GOAL 1
Please reproduce, word for word, the section of the text on receiving a citation that opens with the words containing "Receiving a Citation" and closes with "ticket is dismissed.".
— start DOCUMENT —
Receiving a Citation

Contents

An appearance in traffic court begins with the issuance of a ticket. A police officer writes the ticket based on a traffic violation he has witnessed. The face of the ticket sets out the violation, location, date and time of the offense and the officer's name and badge number. If any of these items vary from the actual offense, the ticket will be dismissed.

Example: If you are cited for driving 45 mph in a 30 mph zone but the legal speed limit is really 25 mph, the ticket is dismissed.

The ticket acts as a legal notice to the person who has been cited of the following:

  • the specific traffic violation
  • the amount of the fine
  • the deadline for paying the fine
  • the procedure for making a guilty plea
  • the deadline for entering a guilty plea

If you do not understand the information on the ticket, call the court clerk at the telephone number listed on the ticket. You may also be able to access your city's traffic court Web site, which may provide answers to your questions. If the Web site is not listed on the ticket, ask the clerk if there is one and request the Internet address.

Do I have to sign the speeding ticket I am being issued?
— end DOCUMENT —
GOAL 2
Return every line of the records that contains the string "brown", treating uppercase and lowercase as different.
— start GIVEN ENTRIES —
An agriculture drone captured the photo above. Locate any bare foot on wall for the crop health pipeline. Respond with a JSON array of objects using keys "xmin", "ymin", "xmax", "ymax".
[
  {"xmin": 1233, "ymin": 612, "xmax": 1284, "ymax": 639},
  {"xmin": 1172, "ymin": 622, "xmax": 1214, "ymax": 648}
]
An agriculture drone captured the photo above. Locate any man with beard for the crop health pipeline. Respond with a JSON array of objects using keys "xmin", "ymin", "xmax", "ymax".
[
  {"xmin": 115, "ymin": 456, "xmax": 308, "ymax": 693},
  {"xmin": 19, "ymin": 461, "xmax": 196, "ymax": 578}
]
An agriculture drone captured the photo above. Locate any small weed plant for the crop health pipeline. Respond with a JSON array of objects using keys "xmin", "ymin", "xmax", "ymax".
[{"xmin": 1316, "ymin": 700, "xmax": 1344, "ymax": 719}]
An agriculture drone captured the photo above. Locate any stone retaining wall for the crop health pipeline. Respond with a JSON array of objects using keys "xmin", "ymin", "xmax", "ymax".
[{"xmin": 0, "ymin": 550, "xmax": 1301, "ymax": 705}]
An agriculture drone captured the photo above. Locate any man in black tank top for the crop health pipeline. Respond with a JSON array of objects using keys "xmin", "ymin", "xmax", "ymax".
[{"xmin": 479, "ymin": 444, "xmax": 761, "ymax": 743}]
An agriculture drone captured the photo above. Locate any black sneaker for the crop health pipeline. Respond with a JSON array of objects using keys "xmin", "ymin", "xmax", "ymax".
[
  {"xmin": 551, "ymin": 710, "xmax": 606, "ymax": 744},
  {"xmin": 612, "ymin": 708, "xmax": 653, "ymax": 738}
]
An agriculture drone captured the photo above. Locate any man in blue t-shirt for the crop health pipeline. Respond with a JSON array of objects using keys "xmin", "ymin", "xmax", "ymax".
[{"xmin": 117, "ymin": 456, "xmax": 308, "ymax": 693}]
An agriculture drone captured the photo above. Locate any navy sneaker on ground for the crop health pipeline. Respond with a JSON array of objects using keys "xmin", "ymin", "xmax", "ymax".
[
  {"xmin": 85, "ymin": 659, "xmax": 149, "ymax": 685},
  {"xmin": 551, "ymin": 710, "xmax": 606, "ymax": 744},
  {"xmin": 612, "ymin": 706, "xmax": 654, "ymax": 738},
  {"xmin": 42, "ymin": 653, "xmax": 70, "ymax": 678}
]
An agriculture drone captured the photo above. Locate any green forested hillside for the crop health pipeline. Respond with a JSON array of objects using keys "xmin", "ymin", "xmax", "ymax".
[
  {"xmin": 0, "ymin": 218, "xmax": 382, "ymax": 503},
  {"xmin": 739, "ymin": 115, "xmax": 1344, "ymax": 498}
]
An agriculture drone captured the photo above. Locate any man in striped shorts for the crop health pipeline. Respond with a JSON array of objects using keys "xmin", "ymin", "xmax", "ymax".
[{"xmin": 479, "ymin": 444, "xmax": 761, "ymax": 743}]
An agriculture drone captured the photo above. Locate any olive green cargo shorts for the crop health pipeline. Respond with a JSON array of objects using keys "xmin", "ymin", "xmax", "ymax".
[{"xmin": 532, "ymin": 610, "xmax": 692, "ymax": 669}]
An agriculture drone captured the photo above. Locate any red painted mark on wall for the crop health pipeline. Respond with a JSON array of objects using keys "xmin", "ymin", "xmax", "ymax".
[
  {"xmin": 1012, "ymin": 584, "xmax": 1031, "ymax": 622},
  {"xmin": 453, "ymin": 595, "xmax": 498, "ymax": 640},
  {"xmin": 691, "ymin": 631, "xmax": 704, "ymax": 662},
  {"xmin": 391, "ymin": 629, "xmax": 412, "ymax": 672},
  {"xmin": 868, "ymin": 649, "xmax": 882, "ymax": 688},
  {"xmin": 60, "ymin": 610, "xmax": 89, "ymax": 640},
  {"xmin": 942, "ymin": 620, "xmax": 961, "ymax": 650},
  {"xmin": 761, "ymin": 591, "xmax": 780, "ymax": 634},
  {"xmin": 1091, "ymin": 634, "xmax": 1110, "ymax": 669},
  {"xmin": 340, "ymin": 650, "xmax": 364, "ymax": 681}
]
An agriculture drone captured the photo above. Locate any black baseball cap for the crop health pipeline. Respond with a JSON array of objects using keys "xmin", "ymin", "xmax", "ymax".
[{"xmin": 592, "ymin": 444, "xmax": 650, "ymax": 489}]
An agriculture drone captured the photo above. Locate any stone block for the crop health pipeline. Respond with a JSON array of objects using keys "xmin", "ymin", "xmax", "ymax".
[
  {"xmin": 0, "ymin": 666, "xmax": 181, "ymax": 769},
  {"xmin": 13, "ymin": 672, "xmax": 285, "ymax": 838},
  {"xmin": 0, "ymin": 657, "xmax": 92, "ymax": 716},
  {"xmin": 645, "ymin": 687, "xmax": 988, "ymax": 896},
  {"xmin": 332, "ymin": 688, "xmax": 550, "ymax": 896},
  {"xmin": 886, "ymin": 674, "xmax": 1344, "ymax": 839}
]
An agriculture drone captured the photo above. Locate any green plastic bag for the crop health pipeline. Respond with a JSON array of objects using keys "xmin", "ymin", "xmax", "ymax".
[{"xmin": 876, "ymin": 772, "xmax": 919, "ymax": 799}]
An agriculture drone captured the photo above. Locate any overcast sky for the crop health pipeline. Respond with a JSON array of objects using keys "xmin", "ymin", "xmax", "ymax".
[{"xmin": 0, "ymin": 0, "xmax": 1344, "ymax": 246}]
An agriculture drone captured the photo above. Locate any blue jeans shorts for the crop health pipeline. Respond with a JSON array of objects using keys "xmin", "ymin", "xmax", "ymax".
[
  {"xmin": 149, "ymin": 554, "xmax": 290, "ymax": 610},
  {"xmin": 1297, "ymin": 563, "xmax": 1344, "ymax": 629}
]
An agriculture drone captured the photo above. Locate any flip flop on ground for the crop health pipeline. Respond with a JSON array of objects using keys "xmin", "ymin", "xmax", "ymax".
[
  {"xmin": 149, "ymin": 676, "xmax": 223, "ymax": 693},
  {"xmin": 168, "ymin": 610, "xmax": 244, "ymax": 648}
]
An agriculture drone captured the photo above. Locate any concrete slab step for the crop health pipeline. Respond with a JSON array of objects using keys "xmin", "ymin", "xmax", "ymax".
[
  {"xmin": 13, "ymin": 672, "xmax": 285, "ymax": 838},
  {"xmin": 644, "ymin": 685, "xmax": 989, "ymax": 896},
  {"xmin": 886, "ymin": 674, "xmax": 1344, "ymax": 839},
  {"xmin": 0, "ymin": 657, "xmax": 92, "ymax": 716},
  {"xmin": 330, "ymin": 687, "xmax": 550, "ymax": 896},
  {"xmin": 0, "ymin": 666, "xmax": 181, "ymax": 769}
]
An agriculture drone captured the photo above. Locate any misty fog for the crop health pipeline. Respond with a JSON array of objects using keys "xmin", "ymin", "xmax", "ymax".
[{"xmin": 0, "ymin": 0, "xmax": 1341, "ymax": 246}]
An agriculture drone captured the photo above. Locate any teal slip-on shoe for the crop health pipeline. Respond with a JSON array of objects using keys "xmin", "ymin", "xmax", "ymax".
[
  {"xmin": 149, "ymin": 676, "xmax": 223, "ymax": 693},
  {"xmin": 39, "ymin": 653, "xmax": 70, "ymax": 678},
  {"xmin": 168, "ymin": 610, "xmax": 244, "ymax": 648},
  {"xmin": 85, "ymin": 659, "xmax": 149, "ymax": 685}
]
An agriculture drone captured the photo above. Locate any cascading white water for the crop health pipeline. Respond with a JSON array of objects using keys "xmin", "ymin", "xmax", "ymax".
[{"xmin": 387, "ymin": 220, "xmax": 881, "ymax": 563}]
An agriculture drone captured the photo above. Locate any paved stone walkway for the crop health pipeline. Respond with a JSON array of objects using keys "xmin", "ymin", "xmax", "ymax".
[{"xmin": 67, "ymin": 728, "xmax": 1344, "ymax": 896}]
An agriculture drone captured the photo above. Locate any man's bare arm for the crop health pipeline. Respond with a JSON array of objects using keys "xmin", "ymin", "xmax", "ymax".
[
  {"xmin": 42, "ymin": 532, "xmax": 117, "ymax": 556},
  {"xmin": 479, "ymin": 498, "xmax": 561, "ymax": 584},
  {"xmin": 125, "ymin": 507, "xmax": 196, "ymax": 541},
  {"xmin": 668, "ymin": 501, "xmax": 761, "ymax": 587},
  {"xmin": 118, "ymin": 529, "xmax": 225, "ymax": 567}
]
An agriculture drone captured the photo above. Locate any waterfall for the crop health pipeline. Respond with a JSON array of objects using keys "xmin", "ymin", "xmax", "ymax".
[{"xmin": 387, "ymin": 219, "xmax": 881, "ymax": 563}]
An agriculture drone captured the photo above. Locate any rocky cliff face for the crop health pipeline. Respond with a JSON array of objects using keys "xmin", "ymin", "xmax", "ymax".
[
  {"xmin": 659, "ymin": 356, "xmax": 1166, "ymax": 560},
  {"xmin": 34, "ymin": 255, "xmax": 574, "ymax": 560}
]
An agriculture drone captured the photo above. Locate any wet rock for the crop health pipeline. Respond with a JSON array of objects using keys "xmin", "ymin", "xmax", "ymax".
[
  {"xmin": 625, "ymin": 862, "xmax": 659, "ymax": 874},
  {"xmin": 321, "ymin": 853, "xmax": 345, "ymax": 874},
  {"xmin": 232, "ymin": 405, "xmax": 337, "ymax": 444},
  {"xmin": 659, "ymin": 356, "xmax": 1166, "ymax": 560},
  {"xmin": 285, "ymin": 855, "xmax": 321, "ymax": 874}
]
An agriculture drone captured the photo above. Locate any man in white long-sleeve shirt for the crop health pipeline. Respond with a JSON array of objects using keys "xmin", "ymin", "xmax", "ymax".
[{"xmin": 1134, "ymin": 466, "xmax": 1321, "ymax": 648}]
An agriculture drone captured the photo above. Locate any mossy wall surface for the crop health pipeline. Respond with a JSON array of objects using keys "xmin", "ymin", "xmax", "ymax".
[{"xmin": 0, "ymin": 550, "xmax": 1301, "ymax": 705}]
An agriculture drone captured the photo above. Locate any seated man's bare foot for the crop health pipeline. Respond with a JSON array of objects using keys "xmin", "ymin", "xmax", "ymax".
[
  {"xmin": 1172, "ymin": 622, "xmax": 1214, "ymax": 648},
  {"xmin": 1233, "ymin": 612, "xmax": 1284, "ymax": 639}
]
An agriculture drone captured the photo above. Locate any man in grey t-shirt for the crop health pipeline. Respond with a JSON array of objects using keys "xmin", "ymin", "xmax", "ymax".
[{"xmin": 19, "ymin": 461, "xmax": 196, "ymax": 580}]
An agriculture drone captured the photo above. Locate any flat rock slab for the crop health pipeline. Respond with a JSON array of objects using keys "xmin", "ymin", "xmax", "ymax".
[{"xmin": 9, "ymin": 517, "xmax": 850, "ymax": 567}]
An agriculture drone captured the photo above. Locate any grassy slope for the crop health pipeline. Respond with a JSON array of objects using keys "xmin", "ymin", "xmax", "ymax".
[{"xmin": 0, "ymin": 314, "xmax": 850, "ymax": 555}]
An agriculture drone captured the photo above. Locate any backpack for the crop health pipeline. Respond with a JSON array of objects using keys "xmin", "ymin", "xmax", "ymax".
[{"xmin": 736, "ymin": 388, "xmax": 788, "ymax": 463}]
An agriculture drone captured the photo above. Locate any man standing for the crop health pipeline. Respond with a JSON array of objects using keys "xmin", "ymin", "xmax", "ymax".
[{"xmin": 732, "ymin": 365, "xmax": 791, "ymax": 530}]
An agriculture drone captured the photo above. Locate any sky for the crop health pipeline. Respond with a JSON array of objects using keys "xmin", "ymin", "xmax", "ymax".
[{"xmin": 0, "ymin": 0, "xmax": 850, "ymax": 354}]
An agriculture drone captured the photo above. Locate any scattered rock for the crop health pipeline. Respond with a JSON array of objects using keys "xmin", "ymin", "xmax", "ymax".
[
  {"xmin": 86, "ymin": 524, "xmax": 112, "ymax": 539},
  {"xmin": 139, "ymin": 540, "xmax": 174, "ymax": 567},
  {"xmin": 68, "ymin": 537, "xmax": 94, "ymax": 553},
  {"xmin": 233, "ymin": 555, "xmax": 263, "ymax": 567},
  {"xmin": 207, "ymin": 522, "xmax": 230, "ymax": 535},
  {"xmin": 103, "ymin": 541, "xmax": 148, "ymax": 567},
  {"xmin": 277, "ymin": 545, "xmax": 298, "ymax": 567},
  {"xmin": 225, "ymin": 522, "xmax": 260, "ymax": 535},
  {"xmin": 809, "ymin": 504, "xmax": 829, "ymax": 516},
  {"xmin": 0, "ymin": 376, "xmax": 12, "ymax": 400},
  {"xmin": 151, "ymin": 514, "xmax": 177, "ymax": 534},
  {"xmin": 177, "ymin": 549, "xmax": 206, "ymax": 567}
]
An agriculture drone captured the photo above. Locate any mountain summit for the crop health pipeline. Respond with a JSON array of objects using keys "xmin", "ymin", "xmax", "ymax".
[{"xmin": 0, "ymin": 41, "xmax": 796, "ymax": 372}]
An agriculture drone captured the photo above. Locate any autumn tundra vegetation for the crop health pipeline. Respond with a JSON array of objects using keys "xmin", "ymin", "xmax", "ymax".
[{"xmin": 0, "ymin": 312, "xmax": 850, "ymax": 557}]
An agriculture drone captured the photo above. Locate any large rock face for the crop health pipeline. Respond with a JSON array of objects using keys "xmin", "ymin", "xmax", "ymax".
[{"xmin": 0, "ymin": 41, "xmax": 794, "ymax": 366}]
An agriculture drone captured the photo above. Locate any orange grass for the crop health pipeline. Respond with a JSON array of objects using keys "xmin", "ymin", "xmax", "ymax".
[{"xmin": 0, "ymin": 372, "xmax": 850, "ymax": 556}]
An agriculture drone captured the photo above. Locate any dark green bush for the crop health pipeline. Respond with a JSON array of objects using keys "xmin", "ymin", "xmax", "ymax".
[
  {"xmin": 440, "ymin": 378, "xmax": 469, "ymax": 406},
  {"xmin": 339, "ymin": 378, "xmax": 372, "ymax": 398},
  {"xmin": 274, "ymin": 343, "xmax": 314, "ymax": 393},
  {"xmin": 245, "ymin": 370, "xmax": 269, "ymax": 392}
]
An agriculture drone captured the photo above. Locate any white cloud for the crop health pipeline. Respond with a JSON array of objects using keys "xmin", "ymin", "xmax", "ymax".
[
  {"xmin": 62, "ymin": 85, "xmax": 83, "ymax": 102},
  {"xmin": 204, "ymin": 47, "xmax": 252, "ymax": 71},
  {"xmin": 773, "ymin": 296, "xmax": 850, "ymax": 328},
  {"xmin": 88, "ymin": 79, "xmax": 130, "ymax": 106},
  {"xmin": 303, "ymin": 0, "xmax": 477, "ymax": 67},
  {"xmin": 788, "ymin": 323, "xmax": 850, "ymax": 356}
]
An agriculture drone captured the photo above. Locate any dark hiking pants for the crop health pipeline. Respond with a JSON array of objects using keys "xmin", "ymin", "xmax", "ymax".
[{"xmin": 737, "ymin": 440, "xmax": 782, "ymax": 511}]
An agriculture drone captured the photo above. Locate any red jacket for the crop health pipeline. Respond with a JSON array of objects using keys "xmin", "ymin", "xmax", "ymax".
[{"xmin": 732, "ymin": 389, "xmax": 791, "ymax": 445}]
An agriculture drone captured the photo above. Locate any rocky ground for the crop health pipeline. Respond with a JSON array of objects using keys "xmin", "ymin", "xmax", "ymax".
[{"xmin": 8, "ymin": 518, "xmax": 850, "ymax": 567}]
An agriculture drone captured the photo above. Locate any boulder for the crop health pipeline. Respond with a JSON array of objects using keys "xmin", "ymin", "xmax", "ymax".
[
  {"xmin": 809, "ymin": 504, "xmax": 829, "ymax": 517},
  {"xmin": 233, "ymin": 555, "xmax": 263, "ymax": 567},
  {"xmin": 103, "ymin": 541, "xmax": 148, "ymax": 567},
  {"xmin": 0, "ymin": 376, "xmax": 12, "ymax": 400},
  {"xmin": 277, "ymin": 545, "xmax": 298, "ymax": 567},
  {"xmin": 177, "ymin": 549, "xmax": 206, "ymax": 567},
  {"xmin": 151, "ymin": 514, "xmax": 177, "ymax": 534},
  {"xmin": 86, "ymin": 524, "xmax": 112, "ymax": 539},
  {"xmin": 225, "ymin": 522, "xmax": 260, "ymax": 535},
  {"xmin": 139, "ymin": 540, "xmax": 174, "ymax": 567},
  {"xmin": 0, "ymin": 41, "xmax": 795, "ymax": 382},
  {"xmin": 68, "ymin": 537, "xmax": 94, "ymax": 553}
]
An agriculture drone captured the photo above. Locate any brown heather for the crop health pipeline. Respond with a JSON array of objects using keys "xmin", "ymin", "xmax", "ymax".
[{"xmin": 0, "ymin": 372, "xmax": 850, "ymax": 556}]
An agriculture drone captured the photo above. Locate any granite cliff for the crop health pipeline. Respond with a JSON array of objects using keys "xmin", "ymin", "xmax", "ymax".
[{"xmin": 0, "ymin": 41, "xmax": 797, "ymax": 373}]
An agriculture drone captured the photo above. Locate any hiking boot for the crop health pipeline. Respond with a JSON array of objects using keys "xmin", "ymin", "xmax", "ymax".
— end GIVEN ENTRIES —
WRITTEN SOLUTION 1
Receiving a Citation

Contents

An appearance in traffic court begins with the issuance of a ticket. A police officer writes the ticket based on a traffic violation he has witnessed. The face of the ticket sets out the violation, location, date and time of the offense and the officer's name and badge number. If any of these items vary from the actual offense, the ticket will be dismissed.

Example: If you are cited for driving 45 mph in a 30 mph zone but the legal speed limit is really 25 mph, the ticket is dismissed.

WRITTEN SOLUTION 2
An agriculture drone captured the photo above. Locate any brown heather for the crop health pipeline. Respond with a JSON array of objects using keys "xmin", "ymin", "xmax", "ymax".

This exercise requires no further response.